_Exercise instructions_. Transcribe every line of the records below verbatim, omitting the pictures.

_Information supplied_.
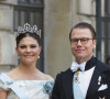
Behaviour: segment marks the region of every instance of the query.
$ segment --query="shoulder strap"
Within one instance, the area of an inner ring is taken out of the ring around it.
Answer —
[[[11,88],[20,99],[29,99],[23,90],[8,75],[1,74],[0,80],[2,80],[4,85]]]

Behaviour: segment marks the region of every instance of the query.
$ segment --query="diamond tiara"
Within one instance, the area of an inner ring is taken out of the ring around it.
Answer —
[[[24,28],[19,26],[18,28],[18,33],[15,33],[15,35],[19,36],[21,33],[26,33],[26,32],[36,33],[41,37],[41,30],[37,30],[36,25],[33,25],[31,28],[31,25],[29,23],[25,23]]]

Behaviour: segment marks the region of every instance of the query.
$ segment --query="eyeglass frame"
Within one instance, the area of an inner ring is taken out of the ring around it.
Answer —
[[[84,41],[85,43],[82,43],[82,38],[84,38],[84,40],[87,38],[86,41]],[[85,45],[85,44],[88,43],[89,40],[95,40],[95,38],[89,38],[89,37],[82,37],[82,38],[70,38],[70,43],[77,45],[78,42],[80,41],[80,43],[81,43],[82,45]],[[74,42],[73,42],[73,41],[74,41]]]

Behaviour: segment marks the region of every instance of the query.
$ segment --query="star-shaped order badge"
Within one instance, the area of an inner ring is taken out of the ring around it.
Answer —
[[[101,81],[101,76],[99,76],[98,78],[98,85],[100,85],[100,81]]]

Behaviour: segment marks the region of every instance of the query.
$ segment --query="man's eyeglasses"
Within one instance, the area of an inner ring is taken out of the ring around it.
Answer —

_Task output_.
Behaviour: segment marks the region of every instance of the query.
$ segment --query="shoulder strap"
Within one instance, the area of an inner ring is taken out of the ring around it.
Answer —
[[[11,88],[20,99],[29,99],[23,90],[8,75],[1,74],[0,80],[2,80],[4,85]]]

Behaviour: segment marks the region of every instance of the query.
$ segment --query="diamond tiara"
Within one instance, the area of an inner ring is taken out of the ring around it.
Answer —
[[[24,28],[19,26],[18,28],[18,33],[15,33],[15,35],[19,36],[21,33],[26,33],[26,32],[36,33],[41,37],[41,30],[37,30],[36,25],[33,25],[31,28],[31,25],[29,23],[25,23]]]

Behaviour: segment marks the region of every instance of the query.
$ segment --query="eyeglass frame"
Within one instance, the area of an inner ring is taken out of the ring around it.
Answer —
[[[84,41],[85,43],[82,43],[82,38],[84,38],[84,40],[87,38],[86,41]],[[85,45],[85,44],[88,43],[89,40],[95,40],[95,38],[89,38],[89,37],[82,37],[82,38],[70,38],[70,43],[77,45],[78,42],[80,41],[80,43],[81,43],[82,45]],[[74,42],[73,42],[73,41],[74,41]]]

Behaviour: segment marks the region of every instance of the query.
$ segment --query="star-shaped order badge"
Within one instance, the area of an inner ring is taken out of the ring around it.
Answer —
[[[101,81],[101,76],[99,76],[98,78],[98,85],[100,85],[100,81]]]

Behaviour: segment marks the region of every instance of the query.
$ segment --query="man's eyeglasses"
Within one instance, the area of an inner ring is taken out of the ring around it.
Answer —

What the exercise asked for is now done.